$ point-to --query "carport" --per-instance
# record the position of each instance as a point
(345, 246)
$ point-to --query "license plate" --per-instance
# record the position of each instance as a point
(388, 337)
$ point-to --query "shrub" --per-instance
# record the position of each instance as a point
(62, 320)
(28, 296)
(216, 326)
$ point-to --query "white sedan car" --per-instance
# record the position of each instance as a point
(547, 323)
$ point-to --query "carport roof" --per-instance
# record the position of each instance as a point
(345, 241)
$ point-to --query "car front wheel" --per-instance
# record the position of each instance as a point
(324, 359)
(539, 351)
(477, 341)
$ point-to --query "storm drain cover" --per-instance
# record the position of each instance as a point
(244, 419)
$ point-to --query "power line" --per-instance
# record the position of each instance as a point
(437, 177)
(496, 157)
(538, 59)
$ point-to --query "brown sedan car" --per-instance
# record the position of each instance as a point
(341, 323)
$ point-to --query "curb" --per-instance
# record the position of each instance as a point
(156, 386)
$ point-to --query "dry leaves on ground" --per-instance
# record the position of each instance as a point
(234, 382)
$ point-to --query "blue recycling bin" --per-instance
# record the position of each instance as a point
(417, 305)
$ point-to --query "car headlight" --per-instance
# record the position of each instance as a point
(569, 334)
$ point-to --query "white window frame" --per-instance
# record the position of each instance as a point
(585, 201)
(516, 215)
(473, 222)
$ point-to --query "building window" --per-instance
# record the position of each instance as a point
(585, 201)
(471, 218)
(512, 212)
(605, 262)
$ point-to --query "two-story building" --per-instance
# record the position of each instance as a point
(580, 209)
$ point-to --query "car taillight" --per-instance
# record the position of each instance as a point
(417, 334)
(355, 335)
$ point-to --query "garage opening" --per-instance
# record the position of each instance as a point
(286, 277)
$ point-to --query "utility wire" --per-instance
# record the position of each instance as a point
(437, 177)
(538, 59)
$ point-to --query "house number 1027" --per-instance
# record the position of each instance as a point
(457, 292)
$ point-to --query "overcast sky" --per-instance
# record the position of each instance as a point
• • • • • • •
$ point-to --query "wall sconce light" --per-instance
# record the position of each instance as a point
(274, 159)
• • • • • • •
Required task:
Pick out every line in the data above that contains the string "sedan", matching case exactly.

The reply:
$ point-to --query "white sedan car" --per-instance
$ point-to --query "brown sedan car" --per-instance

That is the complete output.